* _EXTRACTED MATERIAL_
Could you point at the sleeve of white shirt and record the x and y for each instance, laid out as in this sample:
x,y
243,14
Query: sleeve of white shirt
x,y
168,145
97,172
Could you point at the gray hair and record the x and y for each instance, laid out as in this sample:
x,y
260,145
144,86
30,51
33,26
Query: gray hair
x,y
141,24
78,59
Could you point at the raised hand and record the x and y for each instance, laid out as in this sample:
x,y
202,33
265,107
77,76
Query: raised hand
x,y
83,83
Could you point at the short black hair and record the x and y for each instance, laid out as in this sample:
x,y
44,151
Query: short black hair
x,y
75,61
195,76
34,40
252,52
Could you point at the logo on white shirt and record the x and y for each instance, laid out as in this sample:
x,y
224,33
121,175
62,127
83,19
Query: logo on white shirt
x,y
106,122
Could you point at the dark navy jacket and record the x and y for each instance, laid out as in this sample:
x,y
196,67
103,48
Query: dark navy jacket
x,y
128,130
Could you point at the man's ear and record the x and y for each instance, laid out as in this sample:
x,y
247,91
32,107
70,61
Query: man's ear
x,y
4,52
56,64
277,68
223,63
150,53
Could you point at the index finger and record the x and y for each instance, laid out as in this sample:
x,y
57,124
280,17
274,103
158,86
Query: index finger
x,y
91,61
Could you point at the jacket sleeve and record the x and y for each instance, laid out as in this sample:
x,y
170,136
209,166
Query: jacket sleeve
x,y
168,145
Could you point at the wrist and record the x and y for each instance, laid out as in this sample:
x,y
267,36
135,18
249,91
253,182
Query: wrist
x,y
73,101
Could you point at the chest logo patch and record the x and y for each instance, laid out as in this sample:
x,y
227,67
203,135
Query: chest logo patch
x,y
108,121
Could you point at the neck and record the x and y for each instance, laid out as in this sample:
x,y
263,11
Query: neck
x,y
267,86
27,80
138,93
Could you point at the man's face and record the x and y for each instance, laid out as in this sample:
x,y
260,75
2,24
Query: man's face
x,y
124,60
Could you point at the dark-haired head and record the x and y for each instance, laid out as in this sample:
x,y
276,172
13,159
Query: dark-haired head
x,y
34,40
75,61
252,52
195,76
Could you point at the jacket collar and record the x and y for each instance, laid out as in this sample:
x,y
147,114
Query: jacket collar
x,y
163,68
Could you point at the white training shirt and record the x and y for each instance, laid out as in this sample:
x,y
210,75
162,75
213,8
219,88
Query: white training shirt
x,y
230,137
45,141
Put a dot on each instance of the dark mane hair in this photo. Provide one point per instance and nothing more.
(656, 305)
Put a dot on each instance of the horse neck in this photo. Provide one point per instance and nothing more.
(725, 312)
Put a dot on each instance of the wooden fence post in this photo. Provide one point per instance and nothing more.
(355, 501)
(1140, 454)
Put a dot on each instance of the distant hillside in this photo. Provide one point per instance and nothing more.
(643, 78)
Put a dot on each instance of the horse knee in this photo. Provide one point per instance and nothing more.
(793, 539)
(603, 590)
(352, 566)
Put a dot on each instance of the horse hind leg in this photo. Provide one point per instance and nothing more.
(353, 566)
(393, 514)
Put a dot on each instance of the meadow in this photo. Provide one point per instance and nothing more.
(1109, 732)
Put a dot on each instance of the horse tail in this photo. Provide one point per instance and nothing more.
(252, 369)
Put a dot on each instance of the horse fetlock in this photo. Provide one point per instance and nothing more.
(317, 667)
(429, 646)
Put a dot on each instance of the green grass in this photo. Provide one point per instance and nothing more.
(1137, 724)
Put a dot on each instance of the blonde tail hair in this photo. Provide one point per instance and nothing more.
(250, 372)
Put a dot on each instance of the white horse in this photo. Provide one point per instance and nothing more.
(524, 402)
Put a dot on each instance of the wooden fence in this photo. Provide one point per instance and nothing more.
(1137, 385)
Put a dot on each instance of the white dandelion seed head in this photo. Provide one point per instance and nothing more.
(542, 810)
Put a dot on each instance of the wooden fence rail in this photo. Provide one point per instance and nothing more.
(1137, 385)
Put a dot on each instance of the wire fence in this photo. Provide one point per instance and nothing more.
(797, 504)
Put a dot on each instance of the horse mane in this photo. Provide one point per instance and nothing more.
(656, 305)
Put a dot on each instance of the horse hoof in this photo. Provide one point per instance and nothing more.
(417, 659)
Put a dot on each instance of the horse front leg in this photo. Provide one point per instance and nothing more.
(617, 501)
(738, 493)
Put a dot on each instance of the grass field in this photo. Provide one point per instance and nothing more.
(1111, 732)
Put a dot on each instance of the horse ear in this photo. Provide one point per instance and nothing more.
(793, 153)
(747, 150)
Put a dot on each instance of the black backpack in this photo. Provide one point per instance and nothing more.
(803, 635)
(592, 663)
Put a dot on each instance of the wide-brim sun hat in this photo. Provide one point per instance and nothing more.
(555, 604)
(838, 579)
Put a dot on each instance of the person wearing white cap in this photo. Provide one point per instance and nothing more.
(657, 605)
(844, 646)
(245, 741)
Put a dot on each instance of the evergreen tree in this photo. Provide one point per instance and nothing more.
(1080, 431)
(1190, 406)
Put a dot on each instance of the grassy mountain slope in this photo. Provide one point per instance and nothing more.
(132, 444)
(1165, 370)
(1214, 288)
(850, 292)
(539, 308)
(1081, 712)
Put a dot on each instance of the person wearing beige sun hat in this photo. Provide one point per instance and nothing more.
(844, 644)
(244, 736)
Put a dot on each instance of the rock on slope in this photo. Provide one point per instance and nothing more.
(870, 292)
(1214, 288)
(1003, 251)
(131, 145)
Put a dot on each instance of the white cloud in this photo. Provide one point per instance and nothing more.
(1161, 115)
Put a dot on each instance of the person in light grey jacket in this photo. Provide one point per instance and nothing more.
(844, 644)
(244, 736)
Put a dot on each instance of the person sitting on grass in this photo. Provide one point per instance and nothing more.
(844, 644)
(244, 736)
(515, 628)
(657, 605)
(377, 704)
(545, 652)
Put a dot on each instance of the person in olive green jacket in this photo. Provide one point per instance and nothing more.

* _EXERCISE DESCRIPTION_
Each line of the data is to be written out again exactly.

* _ANSWER TO THIS EXERCISE_
Could you point at the sleeve of white shirt and record the x and y for each instance, laid out as in this sample:
x,y
243,14
Query: sleeve of white shirt
x,y
168,145
97,172
Could you point at the gray hair and record the x and y for each instance, laid out as in this sample:
x,y
260,145
144,86
30,51
33,26
Query: gray hair
x,y
141,24
78,59
Could you point at the raised hand and record the x and y for each instance, laid out as in this sample:
x,y
202,33
265,107
77,76
Query: raised hand
x,y
83,83
Could you point at the short black hair and record the x and y for each instance, laid out as in this sample:
x,y
44,151
Query: short black hair
x,y
75,61
195,76
34,40
252,52
Could you point at the logo on white shirt and record the x and y for each instance, laid out as in this sample:
x,y
224,33
121,175
62,127
83,19
Query: logo on white shirt
x,y
106,122
Could you point at the dark navy jacket and record the x and y for each instance, laid out as in this sample:
x,y
196,67
103,48
Query: dark navy jacket
x,y
128,130
Could you point at the man's ear and record the x and y for each instance, laid out as in this sample:
x,y
247,91
32,107
70,61
Query: man's ear
x,y
4,52
56,64
277,68
223,63
150,53
Could you point at the index finger and record the x and y for each instance, laid out as in this sample:
x,y
57,124
280,17
274,103
158,86
Query: index finger
x,y
91,61
Could you point at the jacket sleeve and record the x and y for each instance, laid out as in this sample:
x,y
170,136
209,166
Query: jacket sleeve
x,y
168,145
Could you point at the wrist and record the x and y for each instance, laid out as in this sample:
x,y
267,36
135,18
249,91
253,182
Query: wrist
x,y
73,101
Could you point at the chest logo patch and record the x and y for each instance, laid out as in this sample:
x,y
227,67
203,135
Query: chest logo patch
x,y
108,121
Could you point at the neck and record the x and y for each instance, laid out as in this sample:
x,y
263,11
Query: neck
x,y
267,86
27,80
138,93
Could you point at the man's face and record the x and y for each instance, laid out as in this sample:
x,y
260,75
2,24
Query: man's face
x,y
124,60
Could you point at the dark-haired head and record the x and y for each instance, laid out as in this sample:
x,y
276,172
13,159
Query: dark-haired head
x,y
34,40
75,61
252,52
195,76
Could you point at the jacket collar and record the x and y for each instance, laid out as in this sample:
x,y
147,114
Query: jacket collar
x,y
163,68
Could you point at the white training shirt and record the x and y for each instance, laid out as in this sample:
x,y
210,75
162,75
213,8
219,88
Query: white training shirt
x,y
230,137
45,141
Put a dot on each instance of the dark mane hair in this photo. Provide one point per instance and nothing more.
(656, 305)
Put a dot on each instance of the horse neck in this photo. Provide one point per instance and nothing more.
(725, 312)
Put a dot on each instance of the wooden fence post in this photo. Provide one point per instance and nothing more.
(355, 501)
(1140, 454)
Put a dot on each instance of the distant hillside in this photo. Provide one point per instance and nothing more.
(643, 78)
Put a dot on each instance of the horse knee in this photo. Provide one point per instance and nothing more.
(793, 539)
(603, 590)
(352, 566)
Put a dot on each instance of the horse hind leg in this photo. Provide one point per instance and nothing more.
(353, 566)
(393, 514)
Put a dot on each instance of the meadow in this photo. Provide one point per instance and nothing more.
(1109, 732)
Put a dot on each instance of the horse tail in this photo. Provide one point per instance and nothing more.
(252, 369)
Put a dot on each instance of the horse fetlock in this photo. Provide one point per instance and nothing more.
(317, 667)
(429, 646)
Put a dot on each instance of the green grass in this photo. Provide one point per instance and nothing more.
(1137, 724)
Put a dot on each instance of the blonde tail hair in this photo. Provide one point per instance and nothing more.
(250, 372)
Put a dot on each instance of the white horse in this photo. Provide one point per instance and nothing more.
(524, 402)
Put a dot on each instance of the wooden fence in this photo. Provide one point per instance and nothing more.
(1137, 385)
Put a dot on each instance of the white dandelion seed head in this photo. Provide one point per instance and nothing more.
(542, 810)
Put a dot on each instance of the wooden fence rail in this photo. Provide one point per instance and nothing more.
(1137, 385)
Put a dot on each instance of the wire fence in this photo. Provide one point per instance and nothing more.
(797, 504)
Put a dot on each instance of the horse mane in this photo. Provide one point per instance and nothing more.
(656, 305)
Put a dot on each instance of the horse hoof in this photo. Provide one point per instance and nothing more.
(417, 659)
Put a dot on each instance of the horse front leg in this photo. Provide one point per instance and nothing more.
(617, 501)
(738, 493)
Put a dot on each instance of the grass field in this photo. Provide one point per instance and nothing more.
(1111, 732)
Put a dot on each instance of the horse ear in this photo. Provide one point per instance and nothing more.
(793, 153)
(747, 150)
Put a dot on each instance of the black backpack in this photo. Provide one point per instance and nothing more.
(803, 635)
(592, 663)
Put a dot on each instance of the wide-brim sun hat in this photo. Provide one point per instance and nothing more.
(555, 604)
(838, 579)
Put a dot on each instance of the person wearing white cap in this photo. Provide one point per instance and nothing more.
(657, 605)
(844, 646)
(245, 741)
Put a dot on each instance of the evergreen tree in this photo. Provide one point per instance and nothing more.
(1080, 431)
(1190, 406)
Put a dot on each instance of the grassy mountain slope in this photo. Provide one point per instance and nothing more.
(132, 444)
(1165, 370)
(1214, 288)
(850, 292)
(539, 308)
(1081, 712)
Put a dot on each instance of the person wearing beige sun hat in this photo. Provide one point per instance and nothing more.
(844, 644)
(244, 736)
Put a dot on each instance of the rock on slope in this photo. Provide one point per instance and nothing more.
(870, 292)
(1214, 288)
(1003, 251)
(131, 145)
Put a dot on each instance of the white cloud in this photo. Provide one point per instance and nothing more.
(1161, 115)
Put a dot on each instance of the person in light grey jacket in this photo. Provide one point per instance and nothing more.
(844, 644)
(244, 736)
Put a dot on each instance of the person sitting on grass in this photo. Provide one point per instance and nothing more.
(844, 644)
(244, 736)
(515, 628)
(657, 605)
(377, 704)
(545, 652)
Put a dot on each instance of the person in olive green jacket in this photo. Provide one point per instance and nothing more.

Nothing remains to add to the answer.